Exercise description
Write the listing out again, all of it, word for word.

===== Data supplied

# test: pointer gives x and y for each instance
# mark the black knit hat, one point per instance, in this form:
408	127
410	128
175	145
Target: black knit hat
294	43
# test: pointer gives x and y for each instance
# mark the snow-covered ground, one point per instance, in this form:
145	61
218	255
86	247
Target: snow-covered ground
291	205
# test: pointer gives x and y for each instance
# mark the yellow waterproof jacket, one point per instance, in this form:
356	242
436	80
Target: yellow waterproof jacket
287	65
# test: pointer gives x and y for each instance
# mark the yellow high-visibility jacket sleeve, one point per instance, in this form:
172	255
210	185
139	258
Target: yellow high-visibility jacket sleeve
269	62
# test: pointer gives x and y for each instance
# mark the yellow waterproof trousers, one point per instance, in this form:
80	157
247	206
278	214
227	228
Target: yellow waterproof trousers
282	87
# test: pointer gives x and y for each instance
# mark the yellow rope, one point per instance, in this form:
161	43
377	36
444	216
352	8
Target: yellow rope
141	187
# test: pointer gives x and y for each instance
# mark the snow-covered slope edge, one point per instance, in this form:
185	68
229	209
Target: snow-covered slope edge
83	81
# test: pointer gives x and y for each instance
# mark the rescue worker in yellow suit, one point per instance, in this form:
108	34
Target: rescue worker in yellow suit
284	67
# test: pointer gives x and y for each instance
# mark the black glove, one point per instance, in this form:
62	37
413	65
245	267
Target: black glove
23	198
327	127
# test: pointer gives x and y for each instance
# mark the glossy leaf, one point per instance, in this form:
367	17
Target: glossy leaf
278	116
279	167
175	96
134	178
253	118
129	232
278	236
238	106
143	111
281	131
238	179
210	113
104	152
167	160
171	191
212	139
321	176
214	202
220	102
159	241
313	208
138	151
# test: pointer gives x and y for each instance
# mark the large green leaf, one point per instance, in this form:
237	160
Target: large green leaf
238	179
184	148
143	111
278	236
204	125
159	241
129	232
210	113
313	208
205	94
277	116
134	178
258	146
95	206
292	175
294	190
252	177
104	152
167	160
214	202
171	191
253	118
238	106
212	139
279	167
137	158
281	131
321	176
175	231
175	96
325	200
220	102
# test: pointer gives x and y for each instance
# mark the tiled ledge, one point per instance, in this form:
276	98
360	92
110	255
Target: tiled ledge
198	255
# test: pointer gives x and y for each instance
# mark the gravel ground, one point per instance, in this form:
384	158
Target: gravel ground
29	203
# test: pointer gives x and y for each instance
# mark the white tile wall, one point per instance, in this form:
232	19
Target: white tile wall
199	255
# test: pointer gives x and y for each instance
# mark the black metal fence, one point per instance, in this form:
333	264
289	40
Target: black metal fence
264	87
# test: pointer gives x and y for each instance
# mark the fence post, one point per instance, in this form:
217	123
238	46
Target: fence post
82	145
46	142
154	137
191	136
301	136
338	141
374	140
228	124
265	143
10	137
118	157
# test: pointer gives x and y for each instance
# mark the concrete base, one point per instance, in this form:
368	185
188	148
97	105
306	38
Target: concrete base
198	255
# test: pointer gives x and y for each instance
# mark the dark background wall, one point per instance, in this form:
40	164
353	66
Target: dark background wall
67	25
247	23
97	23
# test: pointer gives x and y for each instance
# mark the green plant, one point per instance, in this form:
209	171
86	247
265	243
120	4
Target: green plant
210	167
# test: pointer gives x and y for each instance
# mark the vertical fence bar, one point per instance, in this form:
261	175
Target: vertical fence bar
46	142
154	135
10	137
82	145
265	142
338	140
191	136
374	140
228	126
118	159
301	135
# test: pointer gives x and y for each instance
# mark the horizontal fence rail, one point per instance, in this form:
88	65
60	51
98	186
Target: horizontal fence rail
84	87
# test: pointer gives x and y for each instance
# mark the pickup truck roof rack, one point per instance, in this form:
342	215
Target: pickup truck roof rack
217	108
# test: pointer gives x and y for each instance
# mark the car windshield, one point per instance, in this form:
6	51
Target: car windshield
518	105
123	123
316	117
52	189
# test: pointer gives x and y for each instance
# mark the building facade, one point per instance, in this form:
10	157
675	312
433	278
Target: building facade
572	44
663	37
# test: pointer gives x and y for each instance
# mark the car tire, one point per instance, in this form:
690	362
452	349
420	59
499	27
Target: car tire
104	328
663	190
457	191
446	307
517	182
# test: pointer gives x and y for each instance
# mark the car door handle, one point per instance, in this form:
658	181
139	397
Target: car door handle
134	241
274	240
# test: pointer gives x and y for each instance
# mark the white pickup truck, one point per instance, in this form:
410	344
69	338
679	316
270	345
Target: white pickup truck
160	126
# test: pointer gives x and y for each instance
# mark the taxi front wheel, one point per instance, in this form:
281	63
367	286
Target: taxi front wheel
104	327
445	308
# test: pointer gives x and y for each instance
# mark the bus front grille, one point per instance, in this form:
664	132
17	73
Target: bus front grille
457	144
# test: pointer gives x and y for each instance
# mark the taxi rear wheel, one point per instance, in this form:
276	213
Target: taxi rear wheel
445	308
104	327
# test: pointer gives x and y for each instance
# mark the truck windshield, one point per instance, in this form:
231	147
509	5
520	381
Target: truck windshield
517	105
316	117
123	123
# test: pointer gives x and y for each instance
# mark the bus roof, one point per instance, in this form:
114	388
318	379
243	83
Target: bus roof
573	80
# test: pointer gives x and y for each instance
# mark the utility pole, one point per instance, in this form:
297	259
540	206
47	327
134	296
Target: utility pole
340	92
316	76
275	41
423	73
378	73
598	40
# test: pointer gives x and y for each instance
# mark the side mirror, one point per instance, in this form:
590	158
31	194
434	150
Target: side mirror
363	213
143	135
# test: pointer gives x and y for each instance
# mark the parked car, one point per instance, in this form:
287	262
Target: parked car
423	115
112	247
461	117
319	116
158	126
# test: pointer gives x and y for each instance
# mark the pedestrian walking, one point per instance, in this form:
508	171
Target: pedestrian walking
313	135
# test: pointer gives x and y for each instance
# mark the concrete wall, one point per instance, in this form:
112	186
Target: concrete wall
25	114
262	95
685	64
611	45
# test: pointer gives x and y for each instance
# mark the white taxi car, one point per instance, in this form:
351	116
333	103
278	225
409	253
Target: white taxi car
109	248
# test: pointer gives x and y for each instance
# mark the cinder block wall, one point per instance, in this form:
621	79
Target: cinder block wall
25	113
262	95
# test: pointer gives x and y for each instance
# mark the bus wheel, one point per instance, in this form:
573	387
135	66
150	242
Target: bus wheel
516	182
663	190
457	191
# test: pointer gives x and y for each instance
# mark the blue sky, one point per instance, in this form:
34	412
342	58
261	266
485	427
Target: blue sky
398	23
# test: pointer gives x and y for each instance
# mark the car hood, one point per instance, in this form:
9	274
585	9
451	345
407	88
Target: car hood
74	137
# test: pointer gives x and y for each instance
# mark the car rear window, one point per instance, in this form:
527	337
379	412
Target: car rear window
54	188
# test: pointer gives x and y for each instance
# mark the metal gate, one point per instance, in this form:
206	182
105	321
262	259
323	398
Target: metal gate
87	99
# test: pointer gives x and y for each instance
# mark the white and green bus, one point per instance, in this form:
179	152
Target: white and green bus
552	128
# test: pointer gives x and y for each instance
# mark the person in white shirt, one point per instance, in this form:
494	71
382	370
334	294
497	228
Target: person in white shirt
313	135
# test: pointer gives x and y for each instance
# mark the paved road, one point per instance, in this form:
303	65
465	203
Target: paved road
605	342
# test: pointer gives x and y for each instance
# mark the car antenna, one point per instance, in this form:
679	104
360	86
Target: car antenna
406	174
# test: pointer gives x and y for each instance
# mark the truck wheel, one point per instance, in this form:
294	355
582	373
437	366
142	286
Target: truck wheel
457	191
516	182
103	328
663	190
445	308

==========

Output
# test: pointer gives x and y for each instance
# mark the black knit hat, one point per instance, in this form:
408	127
410	128
175	145
Target: black knit hat
294	43
# test: pointer gives x and y for each instance
# mark the snow-covered ground, one point per instance, in this form:
145	61
218	255
86	247
Target: snow-covered ground
291	205
# test: pointer gives x and y for each instance
# mark the yellow waterproof jacket, one point per instance, in this form:
356	242
436	80
Target: yellow waterproof jacket
287	65
# test: pointer gives x and y for each instance
# mark the yellow high-visibility jacket sleeve, one point per instance, in this form:
172	255
210	185
139	258
Target: yellow high-visibility jacket sleeve
269	62
# test: pointer gives x and y for each instance
# mark the yellow waterproof trousers, one point per instance, in this form:
80	157
247	206
278	214
227	228
Target: yellow waterproof trousers
282	87
# test: pointer gives x and y for each instance
# mark the yellow rope, one point per instance, in this form:
161	43
377	36
444	216
352	8
Target: yellow rope
141	187
# test: pointer gives x and y for each instance
# mark the snow-covered slope edge, one point per instance, in this form:
185	68
229	209
Target: snow-covered slope edge
83	81
# test: pointer gives x and y for each instance
# mark the rescue worker in yellow suit, one point per instance, in this form:
108	34
Target: rescue worker in yellow suit
284	67
# test: pointer gives x and y for each instance
# mark the black glove, one point per instance, in this form:
62	37
413	65
245	267
Target: black glove
23	198
327	127
# test: pointer gives x and y for each instance
# mark the glossy leaf, one point per instance, in this form:
367	17
Target: glossy leaf
278	116
279	167
175	96
134	178
253	118
129	232
278	236
238	106
143	111
281	131
238	179
210	113
104	152
167	160
171	191
212	139
321	176
214	202
220	102
159	241
313	208
138	151
# test: pointer gives x and y for each instance
# mark the large green leaf, one point per instance, in this form:
237	160
Target: large green leaf
238	179
184	148
143	111
278	236
204	125
159	241
129	232
210	113
313	208
205	94
277	116
134	178
258	146
95	206
292	175
294	190
252	177
104	152
167	160
214	202
171	191
253	118
238	106
212	139
279	167
137	158
281	131
321	176
175	231
175	96
325	200
220	102
# test: pointer gives x and y for each instance
# mark the tiled ledge, one point per instance, in this form:
276	98
360	92
110	255
Target: tiled ledge
198	255
# test: pointer gives x and y for each instance
# mark the gravel ground, one point per instance, in this form:
384	158
Target: gravel ground
29	203
# test: pointer gives x and y for each instance
# mark the white tile wall, one point per instance, in this form:
232	19
Target: white tile wall
199	255
# test: pointer gives x and y for each instance
# mark the black metal fence, one point per instance, in this form:
333	264
289	40
Target: black metal fence
264	87
# test: pointer gives x and y for each instance
# mark the fence post, one point per instance, in this form:
217	123
238	46
Target: fence post
82	145
46	142
154	137
191	136
301	136
338	141
374	140
228	124
265	143
10	137
118	157
# test: pointer gives x and y for each instance
# mark the concrete base, one point per instance, in this form:
368	185
188	148
97	105
306	38
Target: concrete base
198	255
# test: pointer gives x and y for each instance
# mark the dark background wall, one point per instance, in this form:
40	164
353	66
Target: dark background wall
67	25
247	23
97	23
# test: pointer gives x and y for each instance
# mark the green plant, one point per instance, in this form:
209	171
86	247
265	243
120	4
Target: green plant
210	167
# test: pointer gives x and y for each instance
# mark the vertical fence bar, one point per instance, in this form:
261	175
Target: vertical fence bar
46	142
154	135
10	137
82	145
265	142
338	140
191	136
374	140
228	126
118	159
301	135
# test: pointer gives x and y for each instance
# mark the horizontal fence rail, one point per instance, in this form:
88	65
60	51
98	186
Target: horizontal fence rail
84	87
# test: pointer gives x and y for each instance
# mark the pickup truck roof rack, one point per instance, in this form:
342	215
Target: pickup truck roof rack
217	108
# test: pointer gives x and y for each instance
# mark the car windshield, one point per instance, in this form:
6	51
Target: car windshield
518	105
123	123
316	117
52	189
# test: pointer gives x and y for each instance
# mark the building facade, one point per instance, in this form:
10	157
675	312
433	278
Target: building facade
572	44
663	37
# test: pointer gives x and y for each instance
# mark the car tire, one point per instance, in this form:
690	362
452	349
420	59
499	27
Target: car tire
104	328
663	190
457	191
446	307
517	182
# test: pointer gives x and y for each instance
# mark the car door handle, one point per instance, in this form:
658	181
139	397
Target: car door handle
134	241
274	240
# test: pointer gives x and y for each instance
# mark the white pickup truck, one point per instance, in this form:
410	344
69	338
679	316
270	345
Target: white pickup truck
160	126
# test: pointer gives x and y for each instance
# mark the taxi front wheel, one point per instance, in this form:
281	63
367	286
Target: taxi front wheel
104	327
445	308
# test: pointer gives x and y for each instance
# mark the bus front grille, one point per instance, in this form:
664	132
17	73
Target: bus front grille
457	144
# test: pointer gives x and y for each instance
# mark the taxi rear wheel, one point per instance, in this form:
276	213
Target: taxi rear wheel
445	308
104	327
# test: pointer gives x and y for each instance
# mark the truck windshield, one point per instance, in this form:
231	147
509	5
520	381
Target: truck windshield
517	105
316	117
123	123
# test: pointer gives x and y for each instance
# mark the bus roof, one point per instance, in this form:
114	388
318	379
243	83
Target: bus roof
573	80
# test: pointer gives x and y for each instance
# mark the utility pole, one point per instance, in this form:
297	259
540	206
47	327
134	296
Target: utility pole
340	92
316	76
275	41
423	73
378	73
598	40
# test: pointer gives x and y for each instance
# mark the side mirror, one point per instance, in this form:
590	158
31	194
434	150
Target: side mirror
363	213
143	135
# test: pointer gives x and y for each instance
# mark the parked car, one point per instance, in this form:
287	262
Target: parked car
423	115
112	247
461	117
319	116
158	126
# test: pointer gives x and y for each instance
# mark the pedestrian walking, one point per instance, in this form:
508	171
Target: pedestrian walking
313	135
# test: pointer gives x and y for each instance
# mark the concrete wall, one point per instance, in this form:
112	186
Target: concrete wall
25	114
262	95
685	64
611	45
# test: pointer gives x and y for each instance
# mark the white taxi car, one point per instance, in this form:
351	116
333	103
278	225
409	253
Target: white taxi car
109	248
# test: pointer gives x and y for each instance
# mark the cinder block wall, one point per instance, in this form:
621	79
Target: cinder block wall
25	113
262	95
# test: pointer gives x and y for each instance
# mark the bus wheel, one point per instance, in this form:
573	387
135	66
150	242
Target: bus wheel
516	182
663	190
457	191
# test: pointer gives x and y for each instance
# mark the blue sky, one point per instance, in this form:
34	412
342	58
261	266
485	427
Target: blue sky
398	23
# test: pointer gives x and y for each instance
# mark the car hood, one point per instance, in this form:
9	274
585	9
451	345
407	88
Target: car hood
74	137
# test: pointer gives x and y for each instance
# mark the car rear window, one point per instance, in this form:
527	337
379	412
Target: car rear window
54	188
# test: pointer gives x and y for each instance
# mark the metal gate, one point per instance, in this form:
206	182
105	321
262	259
323	398
Target: metal gate
87	99
# test: pointer gives x and y for each instance
# mark the white and green bus, one point per instance, in this form:
179	152
Target: white and green bus
552	128
# test: pointer gives x and y for each instance
# mark the person in white shirt, one point per instance, in this form:
494	71
382	370
334	294
497	228
Target: person in white shirt
313	135
# test: pointer gives x and y for each instance
# mark the paved road, one point per instance, in this form:
303	65
465	203
Target: paved road
605	342
# test: pointer gives x and y for each instance
# mark the car antenna, one point per instance, in this form:
679	104
360	86
Target: car antenna
406	174
# test: pointer gives x and y for each instance
# mark the truck wheel, one point per instance, in this form:
294	355
582	373
437	366
142	286
Target: truck wheel
457	191
516	182
103	328
663	190
445	308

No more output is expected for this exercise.